Letter from Thrangu Rinpoche to Monks of Thrangu Monastery

We have been struck by an earthquake in our homeland and in particular at our Thrangu Monastery. The monastic college, retreat center, temple, and dormitories have all been destroyed. Many monks were killed. Many others have been injured and faced with great hardship. Despite this, when we comfort ourselves, we must remember that no one did anything to harm us, nor did we do anything wrong. Instead this is just the way the world is—it is a natural disaster. You are all sad and upset, but instead of wallowing in grief, pray to the Three Jewels. Make good aspiration prayers. Dedicate your virtue to those who have passed to nirvana or died. Doing this will be very good.

When I first heard the news yesterday, I immediately informed the Gyalwang Karmapa and Tai Situ Rinpoche. Both of them developed bodhichitta, recited prayers, and performed purification rituals. His Eminence Situ Rinpoche also performed the Thousand Offerings and many other virtuous rituals. They recited many prayers of aspiration and offering refuge, and so we have received their words of blessing.

A terrible thing has of course happened to those who passed away, but if they had died in another place, it would have been difficult to get such great masters like the Gyalwang Karmapa and Situ Rinpoche to recite prayers on their behalf. In this great disaster, not only did these masters recite prayers, they also regard them with their eyes of wisdom. This is a great fortune, and so all of you please think of this from a broader perspective.

═══

_WHAT THIS EXERCISE ASKS_
**1)** Could you reproduce, word for word, the stretch of the Thrangu Monastery earthquake letter from "A terrible thing" through "a broader perspective."?
**2)** Can you carry on the Thrangu Monastery earthquake letter, starting right after its last sentence?

_GIVEN DATA_

═══

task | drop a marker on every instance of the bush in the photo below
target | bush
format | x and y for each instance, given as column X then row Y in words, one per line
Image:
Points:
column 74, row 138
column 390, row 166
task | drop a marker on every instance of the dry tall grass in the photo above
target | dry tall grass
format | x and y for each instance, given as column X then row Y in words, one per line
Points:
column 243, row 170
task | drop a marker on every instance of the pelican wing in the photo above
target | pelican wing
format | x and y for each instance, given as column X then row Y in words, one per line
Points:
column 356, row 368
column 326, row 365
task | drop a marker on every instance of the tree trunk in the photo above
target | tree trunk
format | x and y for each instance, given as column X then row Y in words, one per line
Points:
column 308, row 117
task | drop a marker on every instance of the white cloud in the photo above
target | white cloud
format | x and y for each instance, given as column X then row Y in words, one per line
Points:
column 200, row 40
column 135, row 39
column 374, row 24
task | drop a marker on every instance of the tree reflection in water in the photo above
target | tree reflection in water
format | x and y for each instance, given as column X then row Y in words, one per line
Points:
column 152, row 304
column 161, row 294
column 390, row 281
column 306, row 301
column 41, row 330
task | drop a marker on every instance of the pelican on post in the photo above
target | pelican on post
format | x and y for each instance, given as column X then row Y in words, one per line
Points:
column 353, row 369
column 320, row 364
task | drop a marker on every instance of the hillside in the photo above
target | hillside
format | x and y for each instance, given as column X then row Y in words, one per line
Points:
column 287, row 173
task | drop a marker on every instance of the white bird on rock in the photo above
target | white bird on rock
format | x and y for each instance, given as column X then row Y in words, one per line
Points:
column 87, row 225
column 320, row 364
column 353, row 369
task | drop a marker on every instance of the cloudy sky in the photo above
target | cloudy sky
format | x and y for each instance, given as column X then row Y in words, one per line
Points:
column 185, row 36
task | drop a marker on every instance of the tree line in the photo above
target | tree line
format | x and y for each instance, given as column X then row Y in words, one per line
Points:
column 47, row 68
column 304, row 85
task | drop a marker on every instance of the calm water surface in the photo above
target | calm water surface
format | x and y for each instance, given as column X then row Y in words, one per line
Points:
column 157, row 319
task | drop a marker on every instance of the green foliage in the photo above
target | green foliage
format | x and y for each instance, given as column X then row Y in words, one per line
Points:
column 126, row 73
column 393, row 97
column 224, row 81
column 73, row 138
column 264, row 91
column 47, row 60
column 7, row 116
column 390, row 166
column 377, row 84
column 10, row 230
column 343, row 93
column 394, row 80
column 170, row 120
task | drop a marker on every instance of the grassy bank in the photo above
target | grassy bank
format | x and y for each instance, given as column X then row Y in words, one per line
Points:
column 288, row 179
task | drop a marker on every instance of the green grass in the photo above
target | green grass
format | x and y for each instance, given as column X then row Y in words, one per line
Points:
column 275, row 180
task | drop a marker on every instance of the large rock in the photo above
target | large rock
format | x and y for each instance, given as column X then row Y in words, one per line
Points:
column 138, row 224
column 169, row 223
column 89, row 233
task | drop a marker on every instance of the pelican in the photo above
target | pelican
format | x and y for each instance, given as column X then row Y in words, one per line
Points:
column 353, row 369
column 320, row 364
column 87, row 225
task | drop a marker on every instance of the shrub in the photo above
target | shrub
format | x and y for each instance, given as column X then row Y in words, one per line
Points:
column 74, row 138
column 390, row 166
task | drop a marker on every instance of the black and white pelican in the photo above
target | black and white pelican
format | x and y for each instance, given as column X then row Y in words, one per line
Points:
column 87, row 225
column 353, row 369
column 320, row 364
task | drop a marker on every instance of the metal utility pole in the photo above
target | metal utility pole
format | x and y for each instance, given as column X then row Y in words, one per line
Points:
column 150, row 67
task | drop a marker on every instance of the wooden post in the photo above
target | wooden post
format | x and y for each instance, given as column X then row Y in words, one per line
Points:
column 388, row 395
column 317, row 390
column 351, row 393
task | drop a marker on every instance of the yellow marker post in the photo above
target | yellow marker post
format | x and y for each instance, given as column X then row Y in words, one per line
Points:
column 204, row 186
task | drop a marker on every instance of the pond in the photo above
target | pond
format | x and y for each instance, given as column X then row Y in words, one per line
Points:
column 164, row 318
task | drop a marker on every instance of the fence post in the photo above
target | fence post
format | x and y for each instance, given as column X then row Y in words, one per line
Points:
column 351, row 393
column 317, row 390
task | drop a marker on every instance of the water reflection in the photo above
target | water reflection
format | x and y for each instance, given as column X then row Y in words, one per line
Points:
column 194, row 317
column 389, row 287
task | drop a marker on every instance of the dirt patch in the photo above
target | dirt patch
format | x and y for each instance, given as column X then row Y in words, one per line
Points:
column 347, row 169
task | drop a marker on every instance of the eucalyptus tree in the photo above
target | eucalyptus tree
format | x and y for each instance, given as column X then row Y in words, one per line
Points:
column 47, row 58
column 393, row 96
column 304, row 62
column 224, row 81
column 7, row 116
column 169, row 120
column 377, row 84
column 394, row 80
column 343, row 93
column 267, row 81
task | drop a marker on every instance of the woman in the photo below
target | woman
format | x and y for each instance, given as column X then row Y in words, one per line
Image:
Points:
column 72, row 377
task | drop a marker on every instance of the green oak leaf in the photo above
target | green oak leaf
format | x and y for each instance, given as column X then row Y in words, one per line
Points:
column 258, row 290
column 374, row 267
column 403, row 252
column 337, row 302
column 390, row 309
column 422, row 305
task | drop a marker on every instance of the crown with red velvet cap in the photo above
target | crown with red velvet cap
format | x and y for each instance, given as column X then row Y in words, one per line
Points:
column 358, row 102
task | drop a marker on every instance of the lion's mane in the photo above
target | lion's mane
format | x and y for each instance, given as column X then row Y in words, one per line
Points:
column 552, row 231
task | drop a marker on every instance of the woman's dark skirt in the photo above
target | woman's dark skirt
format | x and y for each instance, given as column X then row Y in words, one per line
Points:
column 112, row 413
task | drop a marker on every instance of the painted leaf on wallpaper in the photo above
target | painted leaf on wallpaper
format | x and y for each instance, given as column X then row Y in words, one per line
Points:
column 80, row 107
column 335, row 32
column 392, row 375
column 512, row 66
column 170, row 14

═══

_WRITTEN RESPONSES_
**1)**
A terrible thing has of course happened to those who passed away, but if they had died in another place, it would have been difficult to get such great masters like the Gyalwang Karmapa and Situ Rinpoche to recite prayers on their behalf. In this great disaster, not only did these masters recite prayers, they also regard them with their eyes of wisdom. This is a great fortune, and so all of you please think of this from a broader perspective.

**2)**
This is of course a terrible event for us, but as the Bhagavan Buddha taught in the True Dharma, the characteristic of this samsaric world is that the end of birth is death, the end of meeting is parting, the end of gathering is using up, and the end of building is falling down. There is nothing that will not meet one of these four ends, he said. This is just the way this world of ours naturally is. This is nothing that anyone else has done to cause us problems, nor is there anything that someone has done wrong to cause this. It just happened naturally. Thus the most important thing is to go for refuge and make aspiration and dedication prayers; it is important to think about this from a wider perspective and do positive acts.

Although I would like to come there, it is a long way and I am old, so I am not able to come immediately. However, I will do as many prayers and aspirations as I can. The monastery has been destroyed, but in general, sometimes things wax, and sometimes they wane. Since this is just the characteristic of samsara, if we do not let ourselves get discouraged, it is not necessarily bad. We and others just need to do the best we can.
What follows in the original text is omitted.